**Instructions to follow**
These entries must be printed again exactly as they are.

[[ Source material, beginning ]]

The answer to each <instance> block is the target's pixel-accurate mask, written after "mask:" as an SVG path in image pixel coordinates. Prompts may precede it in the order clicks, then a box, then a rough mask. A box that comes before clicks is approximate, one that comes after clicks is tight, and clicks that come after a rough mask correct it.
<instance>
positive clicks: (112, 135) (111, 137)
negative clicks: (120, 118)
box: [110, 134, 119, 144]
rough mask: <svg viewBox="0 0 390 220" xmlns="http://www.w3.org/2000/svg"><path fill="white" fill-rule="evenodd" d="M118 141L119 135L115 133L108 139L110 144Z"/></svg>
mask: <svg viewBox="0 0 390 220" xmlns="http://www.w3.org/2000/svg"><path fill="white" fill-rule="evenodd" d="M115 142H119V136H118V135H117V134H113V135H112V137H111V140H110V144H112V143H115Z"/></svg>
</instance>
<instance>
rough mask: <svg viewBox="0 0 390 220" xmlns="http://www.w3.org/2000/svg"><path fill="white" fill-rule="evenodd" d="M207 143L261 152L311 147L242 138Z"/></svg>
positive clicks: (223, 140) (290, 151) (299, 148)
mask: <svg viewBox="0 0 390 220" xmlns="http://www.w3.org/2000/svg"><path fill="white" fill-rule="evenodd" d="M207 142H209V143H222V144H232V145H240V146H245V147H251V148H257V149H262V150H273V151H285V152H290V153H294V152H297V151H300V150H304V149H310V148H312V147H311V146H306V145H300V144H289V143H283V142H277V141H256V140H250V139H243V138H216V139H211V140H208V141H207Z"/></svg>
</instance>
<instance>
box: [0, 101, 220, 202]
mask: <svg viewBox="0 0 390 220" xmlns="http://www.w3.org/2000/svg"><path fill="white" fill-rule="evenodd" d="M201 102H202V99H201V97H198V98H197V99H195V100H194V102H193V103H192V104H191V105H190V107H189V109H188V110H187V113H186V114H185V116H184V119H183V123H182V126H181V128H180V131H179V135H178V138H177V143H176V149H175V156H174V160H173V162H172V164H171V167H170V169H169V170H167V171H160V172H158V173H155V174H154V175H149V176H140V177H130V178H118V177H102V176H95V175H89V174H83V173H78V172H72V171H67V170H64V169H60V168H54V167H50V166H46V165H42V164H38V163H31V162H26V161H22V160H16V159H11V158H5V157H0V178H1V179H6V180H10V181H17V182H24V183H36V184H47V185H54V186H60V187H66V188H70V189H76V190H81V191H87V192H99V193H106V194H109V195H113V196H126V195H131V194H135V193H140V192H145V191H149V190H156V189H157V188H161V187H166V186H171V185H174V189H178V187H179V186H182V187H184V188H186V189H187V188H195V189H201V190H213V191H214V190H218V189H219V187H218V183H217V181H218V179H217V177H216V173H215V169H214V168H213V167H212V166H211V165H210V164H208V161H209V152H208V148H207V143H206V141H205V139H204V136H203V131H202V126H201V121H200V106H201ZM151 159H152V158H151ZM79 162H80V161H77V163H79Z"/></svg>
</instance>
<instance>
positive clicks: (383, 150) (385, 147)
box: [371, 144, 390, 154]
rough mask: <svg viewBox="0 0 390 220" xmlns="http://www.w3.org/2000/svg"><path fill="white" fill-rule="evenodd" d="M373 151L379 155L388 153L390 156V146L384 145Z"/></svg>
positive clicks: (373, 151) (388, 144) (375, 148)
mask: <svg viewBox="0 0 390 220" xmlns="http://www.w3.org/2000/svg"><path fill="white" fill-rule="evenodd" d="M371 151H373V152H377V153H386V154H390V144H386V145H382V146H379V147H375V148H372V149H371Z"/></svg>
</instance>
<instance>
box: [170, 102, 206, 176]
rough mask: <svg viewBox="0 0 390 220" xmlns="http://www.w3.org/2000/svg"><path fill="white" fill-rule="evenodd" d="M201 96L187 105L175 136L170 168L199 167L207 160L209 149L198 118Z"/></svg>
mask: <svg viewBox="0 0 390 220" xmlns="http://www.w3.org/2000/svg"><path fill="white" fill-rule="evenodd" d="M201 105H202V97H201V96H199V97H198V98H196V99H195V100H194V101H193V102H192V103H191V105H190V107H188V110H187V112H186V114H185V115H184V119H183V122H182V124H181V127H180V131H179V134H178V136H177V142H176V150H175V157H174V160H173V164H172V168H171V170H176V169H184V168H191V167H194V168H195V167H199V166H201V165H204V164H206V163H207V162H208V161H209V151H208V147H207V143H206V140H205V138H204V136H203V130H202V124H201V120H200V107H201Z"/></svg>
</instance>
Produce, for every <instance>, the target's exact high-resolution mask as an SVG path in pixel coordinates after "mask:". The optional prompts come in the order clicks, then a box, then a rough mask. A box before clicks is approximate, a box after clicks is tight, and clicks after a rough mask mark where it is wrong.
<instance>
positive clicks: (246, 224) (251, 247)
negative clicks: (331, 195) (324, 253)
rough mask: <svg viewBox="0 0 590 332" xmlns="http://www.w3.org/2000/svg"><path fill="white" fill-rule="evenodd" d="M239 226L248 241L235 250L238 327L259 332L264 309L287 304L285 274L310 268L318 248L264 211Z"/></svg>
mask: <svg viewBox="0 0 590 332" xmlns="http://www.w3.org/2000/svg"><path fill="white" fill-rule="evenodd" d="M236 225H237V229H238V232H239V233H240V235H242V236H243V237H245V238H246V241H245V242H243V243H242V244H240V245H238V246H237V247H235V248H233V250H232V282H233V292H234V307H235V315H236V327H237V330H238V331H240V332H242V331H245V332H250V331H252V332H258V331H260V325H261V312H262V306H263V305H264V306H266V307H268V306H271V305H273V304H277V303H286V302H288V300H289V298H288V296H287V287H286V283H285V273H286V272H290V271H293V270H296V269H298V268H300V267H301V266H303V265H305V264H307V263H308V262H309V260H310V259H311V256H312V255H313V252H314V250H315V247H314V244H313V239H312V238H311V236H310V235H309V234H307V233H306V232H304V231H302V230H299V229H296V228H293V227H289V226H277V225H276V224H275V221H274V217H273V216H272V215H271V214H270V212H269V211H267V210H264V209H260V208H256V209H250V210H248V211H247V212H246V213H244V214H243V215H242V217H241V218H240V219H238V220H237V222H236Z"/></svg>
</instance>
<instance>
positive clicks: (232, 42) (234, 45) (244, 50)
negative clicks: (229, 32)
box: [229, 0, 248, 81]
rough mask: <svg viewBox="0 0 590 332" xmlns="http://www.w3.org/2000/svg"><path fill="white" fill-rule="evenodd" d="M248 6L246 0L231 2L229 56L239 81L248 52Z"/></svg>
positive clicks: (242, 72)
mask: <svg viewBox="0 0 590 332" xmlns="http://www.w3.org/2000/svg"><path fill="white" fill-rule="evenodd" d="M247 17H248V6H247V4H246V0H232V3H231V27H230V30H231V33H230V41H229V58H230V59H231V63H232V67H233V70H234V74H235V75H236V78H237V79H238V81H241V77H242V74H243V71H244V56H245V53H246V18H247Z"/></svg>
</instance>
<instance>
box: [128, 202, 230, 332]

[[ Source material, end ]]

**Solution to this exercise**
The answer to each <instance> block is the target's pixel-accurate mask, written after "mask:" as an SVG path in image pixel coordinates. Prompts may precede it in the order clicks, then a box, then a rough mask. A box that comes before clicks is approximate, one that comes after clicks is tight, and clicks that come after a rough mask correct it.
<instance>
positive clicks: (112, 135) (111, 137)
negative clicks: (120, 118)
box: [110, 134, 119, 144]
rough mask: <svg viewBox="0 0 390 220" xmlns="http://www.w3.org/2000/svg"><path fill="white" fill-rule="evenodd" d="M118 141L119 135L115 133L108 139L110 144Z"/></svg>
mask: <svg viewBox="0 0 390 220" xmlns="http://www.w3.org/2000/svg"><path fill="white" fill-rule="evenodd" d="M115 142H119V136H118V135H117V134H113V135H112V137H111V140H110V144H112V143H115Z"/></svg>
</instance>
<instance>
rough mask: <svg viewBox="0 0 390 220" xmlns="http://www.w3.org/2000/svg"><path fill="white" fill-rule="evenodd" d="M207 143L261 152L311 147L242 138Z"/></svg>
positive clicks: (223, 140) (290, 151) (299, 148)
mask: <svg viewBox="0 0 390 220" xmlns="http://www.w3.org/2000/svg"><path fill="white" fill-rule="evenodd" d="M207 142H209V143H222V144H232V145H240V146H245V147H251V148H257V149H262V150H273V151H285V152H290V153H294V152H297V151H300V150H304V149H310V148H312V147H311V146H306V145H300V144H289V143H283V142H277V141H256V140H250V139H243V138H216V139H211V140H208V141H207Z"/></svg>
</instance>
<instance>
box: [0, 101, 220, 202]
mask: <svg viewBox="0 0 390 220" xmlns="http://www.w3.org/2000/svg"><path fill="white" fill-rule="evenodd" d="M201 102H202V99H201V97H198V98H197V99H195V100H194V102H193V103H192V104H191V105H190V107H189V109H188V110H187V113H186V114H185V116H184V119H183V123H182V126H181V128H180V131H179V135H178V138H177V143H176V149H175V156H174V160H173V162H172V164H171V167H170V169H169V170H167V171H160V172H158V173H155V174H154V175H149V176H140V177H130V178H118V177H102V176H95V175H89V174H83V173H78V172H72V171H67V170H64V169H60V168H54V167H50V166H46V165H42V164H38V163H31V162H26V161H22V160H16V159H11V158H5V157H0V178H1V179H6V180H10V181H17V182H24V183H36V184H47V185H54V186H60V187H66V188H70V189H76V190H81V191H87V192H99V193H106V194H109V195H113V196H126V195H131V194H135V193H140V192H145V191H149V190H156V189H157V188H161V187H166V186H171V185H174V189H178V187H179V186H182V187H184V188H186V189H187V188H195V189H201V190H213V191H214V190H218V189H219V187H218V183H217V181H218V179H217V177H216V173H215V169H214V168H213V167H212V166H211V165H210V164H208V161H209V152H208V148H207V143H206V141H205V139H204V136H203V131H202V126H201V121H200V106H201ZM151 159H152V158H151ZM79 162H80V161H77V163H79Z"/></svg>
</instance>
<instance>
positive clicks: (383, 150) (385, 147)
box: [371, 144, 390, 154]
rough mask: <svg viewBox="0 0 390 220" xmlns="http://www.w3.org/2000/svg"><path fill="white" fill-rule="evenodd" d="M373 151L379 155L388 153L390 156V146L384 145Z"/></svg>
positive clicks: (373, 151) (388, 144) (375, 148)
mask: <svg viewBox="0 0 390 220" xmlns="http://www.w3.org/2000/svg"><path fill="white" fill-rule="evenodd" d="M371 151H373V152H377V153H386V154H390V144H386V145H382V146H379V147H375V148H372V149H371Z"/></svg>
</instance>
<instance>
box: [170, 102, 206, 176]
rough mask: <svg viewBox="0 0 390 220" xmlns="http://www.w3.org/2000/svg"><path fill="white" fill-rule="evenodd" d="M201 96L187 105L175 136L170 168L199 167L207 160L209 149L198 118Z"/></svg>
mask: <svg viewBox="0 0 390 220" xmlns="http://www.w3.org/2000/svg"><path fill="white" fill-rule="evenodd" d="M201 105H202V97H201V96H199V97H198V98H196V99H195V100H194V101H193V102H192V103H191V105H190V107H188V110H187V112H186V114H185V115H184V119H183V122H182V124H181V127H180V131H179V134H178V136H177V142H176V150H175V157H174V160H173V164H172V168H171V170H176V169H184V168H191V167H194V168H195V167H199V166H201V165H204V164H206V163H207V162H208V161H209V151H208V147H207V143H206V140H205V138H204V136H203V130H202V124H201V120H200V107H201Z"/></svg>
</instance>
Produce, for every <instance>, the target's exact high-resolution mask as an SVG path in pixel coordinates after "mask:". The optional prompts come in the order clicks, then a box, then a rough mask. A box before clicks is approximate, a box after clicks is tight, and clicks after a rough mask mark where it is wrong.
<instance>
positive clicks: (246, 224) (251, 247)
negative clicks: (331, 195) (324, 253)
rough mask: <svg viewBox="0 0 590 332" xmlns="http://www.w3.org/2000/svg"><path fill="white" fill-rule="evenodd" d="M239 226L248 241L235 250L238 327L259 332L264 309L287 304L285 274L310 268L318 248L264 211Z"/></svg>
mask: <svg viewBox="0 0 590 332" xmlns="http://www.w3.org/2000/svg"><path fill="white" fill-rule="evenodd" d="M236 225H237V229H238V232H239V233H240V235H242V236H243V237H245V238H246V241H245V242H243V243H242V244H240V245H238V246H237V247H235V248H233V250H232V282H233V292H234V307H235V315H236V327H237V330H238V331H240V332H242V331H245V332H250V331H252V332H258V331H260V325H261V312H262V306H263V305H264V306H266V307H268V306H271V305H273V304H277V303H286V302H288V300H289V298H288V296H287V287H286V283H285V273H286V272H290V271H293V270H296V269H298V268H300V267H301V266H303V265H305V264H307V263H308V262H309V260H310V259H311V256H312V255H313V252H314V250H315V247H314V244H313V239H312V238H311V236H310V235H309V234H307V233H306V232H304V231H302V230H299V229H296V228H293V227H289V226H277V225H276V224H275V221H274V217H273V216H272V215H271V214H270V212H269V211H267V210H264V209H260V208H256V209H250V210H248V211H247V212H246V213H244V214H243V215H242V217H241V218H240V219H238V220H237V222H236Z"/></svg>
</instance>
<instance>
positive clicks: (232, 42) (234, 45) (244, 50)
negative clicks: (229, 32)
box: [229, 0, 248, 81]
rough mask: <svg viewBox="0 0 590 332" xmlns="http://www.w3.org/2000/svg"><path fill="white" fill-rule="evenodd" d="M248 6L246 0L231 2L229 56L239 81L248 52Z"/></svg>
positive clicks: (242, 72)
mask: <svg viewBox="0 0 590 332" xmlns="http://www.w3.org/2000/svg"><path fill="white" fill-rule="evenodd" d="M247 17H248V6H247V4H246V0H232V3H231V27H230V30H231V33H230V41H229V58H230V59H231V63H232V67H233V70H234V74H235V75H236V78H237V79H238V81H241V77H242V74H243V71H244V56H245V53H246V18H247Z"/></svg>
</instance>
<instance>
box: [128, 202, 230, 332]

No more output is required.